▸ **PROBLEM TO SOLVE**
Everything in the listing should be restated word for word.

==== SOURCE MATERIAL ====

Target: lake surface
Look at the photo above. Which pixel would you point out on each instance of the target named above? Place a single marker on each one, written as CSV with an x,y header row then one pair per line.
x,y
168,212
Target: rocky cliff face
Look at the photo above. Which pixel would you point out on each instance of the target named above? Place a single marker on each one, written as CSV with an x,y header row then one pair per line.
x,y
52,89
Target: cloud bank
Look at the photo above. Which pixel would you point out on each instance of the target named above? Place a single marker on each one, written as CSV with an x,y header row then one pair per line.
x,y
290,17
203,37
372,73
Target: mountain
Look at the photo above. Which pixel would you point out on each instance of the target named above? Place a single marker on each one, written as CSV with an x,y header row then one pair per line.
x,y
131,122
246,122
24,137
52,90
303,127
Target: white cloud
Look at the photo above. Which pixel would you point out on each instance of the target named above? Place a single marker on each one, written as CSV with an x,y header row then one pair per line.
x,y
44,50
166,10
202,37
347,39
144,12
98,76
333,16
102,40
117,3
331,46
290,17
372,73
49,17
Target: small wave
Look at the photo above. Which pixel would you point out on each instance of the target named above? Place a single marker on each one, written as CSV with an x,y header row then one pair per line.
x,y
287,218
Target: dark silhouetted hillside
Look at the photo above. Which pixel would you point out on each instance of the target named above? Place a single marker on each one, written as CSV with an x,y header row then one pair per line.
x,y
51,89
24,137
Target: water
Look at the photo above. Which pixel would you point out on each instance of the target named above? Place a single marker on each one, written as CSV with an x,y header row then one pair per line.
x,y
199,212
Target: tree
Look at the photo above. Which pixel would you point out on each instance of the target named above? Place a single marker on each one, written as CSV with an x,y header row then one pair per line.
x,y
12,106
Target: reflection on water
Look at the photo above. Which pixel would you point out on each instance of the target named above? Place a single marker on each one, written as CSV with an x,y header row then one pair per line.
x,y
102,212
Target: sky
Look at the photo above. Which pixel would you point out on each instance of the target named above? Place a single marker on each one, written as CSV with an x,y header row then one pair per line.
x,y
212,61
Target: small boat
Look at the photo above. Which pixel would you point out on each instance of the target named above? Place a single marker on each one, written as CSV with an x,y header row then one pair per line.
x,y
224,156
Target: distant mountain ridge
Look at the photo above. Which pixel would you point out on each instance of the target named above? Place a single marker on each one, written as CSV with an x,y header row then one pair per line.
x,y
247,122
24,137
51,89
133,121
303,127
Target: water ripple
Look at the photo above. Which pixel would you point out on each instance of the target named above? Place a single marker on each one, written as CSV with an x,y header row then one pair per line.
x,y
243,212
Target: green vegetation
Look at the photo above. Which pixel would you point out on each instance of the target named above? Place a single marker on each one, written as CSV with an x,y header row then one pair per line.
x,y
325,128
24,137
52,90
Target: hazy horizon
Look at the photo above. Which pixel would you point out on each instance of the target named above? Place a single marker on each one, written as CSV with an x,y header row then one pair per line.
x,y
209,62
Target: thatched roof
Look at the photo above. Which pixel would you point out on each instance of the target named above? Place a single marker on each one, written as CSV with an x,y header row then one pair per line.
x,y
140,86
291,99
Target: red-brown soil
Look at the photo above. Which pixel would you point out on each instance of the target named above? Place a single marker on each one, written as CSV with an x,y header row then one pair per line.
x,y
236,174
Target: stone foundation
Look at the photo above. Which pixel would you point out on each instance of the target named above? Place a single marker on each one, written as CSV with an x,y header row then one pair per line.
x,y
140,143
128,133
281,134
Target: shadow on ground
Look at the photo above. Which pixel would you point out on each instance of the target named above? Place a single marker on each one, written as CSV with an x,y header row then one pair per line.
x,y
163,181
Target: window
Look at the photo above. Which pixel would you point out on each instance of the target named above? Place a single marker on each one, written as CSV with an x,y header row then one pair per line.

====

▸ **EXPECTED ANSWER**
Target: lake surface
Look at the photo above. Which pixel would you point out on each instance of the target named above? Place a single marker on each one, written as CSV with an x,y header row then one pair per line.
x,y
168,212
Target: rocky cliff face
Look at the photo above. Which pixel would you point out on each instance of the target named above? Place a single marker on each one, written as CSV with an x,y header row then one pair per line.
x,y
52,89
Target: cloud bank
Look at the photo above. Which pixel would you point out on each instance of the target named above? Place a single marker on each one, written as CSV with an x,y header row then one pair per line.
x,y
290,17
203,37
372,73
Target: mountain
Look at the photo above. Which pixel would you point out on each instance of the target named above? Place a single marker on each one, written as CSV with an x,y header row then one pair per line.
x,y
131,122
246,122
24,137
52,90
303,127
Target: white cloud
Look at the photo above. Which pixel would you point out on each instance of the target named above? Place a single marker on each one, written as CSV with an x,y header row then one pair per line.
x,y
44,50
166,10
202,37
347,39
144,12
98,76
333,16
102,40
117,3
331,46
290,17
372,73
49,17
Target: small wave
Look at the photo above. Which pixel would you point out on each instance of the target named above? Place a single marker on each one, written as CSV with an x,y header row then one pair per line.
x,y
287,218
Target: dark silhouetted hillside
Look at the photo above. Which pixel would you point out on each instance of the target named above? Place a single marker on each one, written as CSV with an x,y header row then one pair per line.
x,y
51,89
24,137
Target: water
Look at the photo above. Which pixel would you point out on each instance of the target named above? Place a single marker on each one, written as CSV with an x,y header row then one pair per line.
x,y
199,212
Target: tree
Look at the photo above. Which pixel would you point out on each instance of the target named above? Place a single marker on each one, written as CSV with an x,y header row then one pair per line.
x,y
12,106
Target: reflection on water
Look at the photo above. Which pixel would you point out on each instance of the target named above? Place a single marker on each one, written as CSV with an x,y header row then one pair per line.
x,y
102,212
Target: sky
Look at the photo above. Which pixel would you point out on each instance of the target named above? Place a single marker on each one, written as CSV with an x,y header row then one pair per line.
x,y
212,61
Target: small boat
Look at the photo above. Which pixel would you point out on each instance of the target named above? Place a single marker on each one, written as CSV with an x,y header row then one pair per line.
x,y
224,156
Target: distant mountain ridge
Look at the photo above. Which pixel would you point out on each instance of the target named above? Place a single marker on each one, written as CSV with an x,y header row then one pair per line.
x,y
247,122
24,137
51,89
133,121
303,127
Target: water ripple
Look at the photo above. Which pixel would you point out on each instance of the target named above? Place a single marker on each one, written as CSV with an x,y header row then one pair per line.
x,y
243,212
Target: green vegetation
Look at the photo above. Which pixel would you point out on each instance of the target named above? Place a single marker on each one, written as CSV with an x,y header row then one pair per line.
x,y
325,128
24,137
52,90
Target: hazy horizon
Look at the photo above. Which pixel would you point out on each instance of the target named above? Place a single marker on each one, written as CSV with an x,y header row then one pair per line.
x,y
209,62
Target: thatched roof
Look at the photo above. Which pixel would you point out on each instance of the target named above? Place a single marker on each one, written as CSV with an x,y header row then one pair per line.
x,y
140,86
291,99
Target: red-brown soil
Look at the photo above. Which pixel would you point out on each instance of the target named above? Place a single marker on each one, written as CSV with an x,y header row then one pair per line.
x,y
236,174
Target: stone foundation
Look at the photo above. Which pixel would you point out on each instance of the target named above? Place a single marker on each one, written as CSV with an x,y header row then one pair per line.
x,y
140,143
128,133
281,134
Target: shadow on ground
Look at the photo above. Which pixel would you point out on each instance of the target named above? Place a single marker on each one, written as CSV with an x,y header row then one pair per line.
x,y
163,181
Target: window
Look at the photo above. Which pixel would you point out on each instance of the target named above? Place a single marker on each one, written as CSV with an x,y header row then one pair per line.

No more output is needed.